*TASK INSTRUCTIONS*.
Your task is to reproduce the material exactly.

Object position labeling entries
>> start

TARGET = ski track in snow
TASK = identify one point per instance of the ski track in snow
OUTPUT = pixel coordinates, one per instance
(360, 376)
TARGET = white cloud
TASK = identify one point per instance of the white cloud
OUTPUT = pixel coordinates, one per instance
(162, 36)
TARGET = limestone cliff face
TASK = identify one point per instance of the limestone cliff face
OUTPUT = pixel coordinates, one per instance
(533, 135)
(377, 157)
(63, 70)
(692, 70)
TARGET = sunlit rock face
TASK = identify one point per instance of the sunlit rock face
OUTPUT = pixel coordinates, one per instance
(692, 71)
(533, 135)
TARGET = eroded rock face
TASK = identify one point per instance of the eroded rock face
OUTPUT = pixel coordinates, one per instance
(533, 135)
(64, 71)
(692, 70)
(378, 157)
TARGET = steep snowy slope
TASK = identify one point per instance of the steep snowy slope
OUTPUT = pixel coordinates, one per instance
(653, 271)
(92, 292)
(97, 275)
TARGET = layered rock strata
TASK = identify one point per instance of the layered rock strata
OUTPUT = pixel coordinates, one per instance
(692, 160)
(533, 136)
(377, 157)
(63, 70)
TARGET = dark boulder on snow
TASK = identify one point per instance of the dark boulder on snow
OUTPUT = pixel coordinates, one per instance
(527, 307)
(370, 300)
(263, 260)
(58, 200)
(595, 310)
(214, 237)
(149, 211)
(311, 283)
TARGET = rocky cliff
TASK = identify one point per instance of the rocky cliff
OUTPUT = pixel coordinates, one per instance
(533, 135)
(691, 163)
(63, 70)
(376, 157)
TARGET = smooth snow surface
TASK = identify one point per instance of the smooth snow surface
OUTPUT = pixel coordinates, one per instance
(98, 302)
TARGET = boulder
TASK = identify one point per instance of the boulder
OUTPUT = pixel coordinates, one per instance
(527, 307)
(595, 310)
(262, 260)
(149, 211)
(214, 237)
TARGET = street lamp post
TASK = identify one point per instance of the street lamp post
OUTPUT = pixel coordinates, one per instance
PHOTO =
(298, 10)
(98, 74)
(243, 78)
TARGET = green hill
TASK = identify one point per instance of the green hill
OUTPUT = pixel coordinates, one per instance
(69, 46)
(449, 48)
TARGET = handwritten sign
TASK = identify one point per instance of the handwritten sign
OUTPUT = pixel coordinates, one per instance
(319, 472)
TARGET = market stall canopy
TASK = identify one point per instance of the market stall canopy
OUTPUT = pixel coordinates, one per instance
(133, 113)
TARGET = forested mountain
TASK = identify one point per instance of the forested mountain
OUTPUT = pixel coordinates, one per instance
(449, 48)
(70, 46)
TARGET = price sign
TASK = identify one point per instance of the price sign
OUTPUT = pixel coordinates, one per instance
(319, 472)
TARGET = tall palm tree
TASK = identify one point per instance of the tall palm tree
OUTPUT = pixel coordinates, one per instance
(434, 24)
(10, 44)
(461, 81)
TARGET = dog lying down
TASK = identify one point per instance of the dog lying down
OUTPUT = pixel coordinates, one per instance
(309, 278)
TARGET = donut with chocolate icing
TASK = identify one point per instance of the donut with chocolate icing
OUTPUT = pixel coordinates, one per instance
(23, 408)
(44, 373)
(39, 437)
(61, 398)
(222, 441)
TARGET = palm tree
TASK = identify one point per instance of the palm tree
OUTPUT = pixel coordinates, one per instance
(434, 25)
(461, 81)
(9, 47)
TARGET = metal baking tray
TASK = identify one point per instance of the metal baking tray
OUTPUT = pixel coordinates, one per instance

>> end

*CORRECT ANSWER*.
TARGET = ski track in snow
TASK = identify one point per instance of the ski track in snow
OUTPUT = pixel coordinates, one per instance
(360, 376)
TARGET = white cloud
TASK = identify one point per instance of the white cloud
OUTPUT = pixel coordinates, one per instance
(162, 36)
TARGET = limestone cliff face
TASK = identify one point per instance of the limestone cliff face
OUTPUT = pixel coordinates, one per instance
(533, 135)
(377, 157)
(63, 70)
(692, 70)
TARGET = sunlit rock face
TASK = identify one point per instance of the sunlit rock face
OUTPUT = pixel coordinates, one per instance
(692, 71)
(533, 135)
TARGET = eroded rock face
TASK = identify one point per instance of the eroded rock face
OUTPUT = pixel coordinates, one per instance
(533, 135)
(64, 71)
(692, 70)
(378, 157)
TARGET = steep snowy slope
TASK = identify one point per instance of the steep snowy slope
OUTPUT = pixel coordinates, one per instance
(653, 271)
(92, 292)
(97, 275)
TARGET = layered rock strata
TASK = identify one point per instance of the layered rock strata
OUTPUT = pixel coordinates, one per instance
(692, 160)
(533, 136)
(377, 157)
(63, 70)
TARGET = dark boulder on snow
TASK = identify one point per instance of the dark boulder on snow
OUTPUT = pixel coordinates, one per instance
(527, 307)
(370, 300)
(263, 260)
(58, 200)
(595, 310)
(214, 237)
(149, 211)
(311, 283)
TARGET = rocky cliff
TASK = identify one point per instance of the rocky cliff
OUTPUT = pixel coordinates, one per instance
(533, 135)
(691, 163)
(63, 70)
(376, 157)
TARGET = smooth snow surface
TASK = identify one point per instance of the smooth snow surface
OUTPUT = pixel coordinates, one per instance
(98, 302)
TARGET = boulder
TASK = identify one point per instance of the boulder
OUTPUT = pixel coordinates, one per instance
(527, 307)
(595, 310)
(262, 260)
(149, 211)
(214, 237)
TARGET = street lamp post
TASK = identify one point per instance of the street lamp post
OUTPUT = pixel coordinates, one per instance
PHOTO =
(298, 10)
(98, 74)
(243, 78)
TARGET = green hill
TASK = identify one point per instance of the green hill
OUTPUT = pixel coordinates, one per instance
(69, 46)
(449, 48)
TARGET = handwritten sign
TASK = identify one point per instance of the handwritten sign
OUTPUT = pixel coordinates, one per instance
(319, 472)
TARGET = market stall canopy
TASK = identify one point per instance of the market stall canopy
OUTPUT = pixel coordinates, one per instance
(133, 113)
TARGET = forested mountain
TASK = identify one point per instance of the forested mountain
OUTPUT = pixel coordinates, one per instance
(449, 48)
(70, 46)
TARGET = price sign
TASK = identify one point per instance of the price sign
OUTPUT = pixel coordinates, one per instance
(319, 472)
TARGET = tall palm tree
TASK = identify one point per instance of the tall palm tree
OUTPUT = pixel coordinates, one per instance
(434, 24)
(10, 44)
(461, 81)
TARGET = dog lying down
TASK = identify one point per instance of the dog lying down
OUTPUT = pixel coordinates, one per instance
(309, 278)
TARGET = donut with chocolate icing
TASK = identify one point per instance of the donut with chocolate icing
OUTPUT = pixel coordinates, one per instance
(23, 408)
(44, 373)
(39, 437)
(61, 398)
(222, 441)
TARGET = palm tree
TASK = identify one point per instance of the palm tree
OUTPUT = pixel coordinates, one per instance
(434, 25)
(461, 81)
(9, 47)
TARGET = metal baking tray
TASK = identify one point per instance of the metal baking tray
OUTPUT = pixel coordinates, one per instance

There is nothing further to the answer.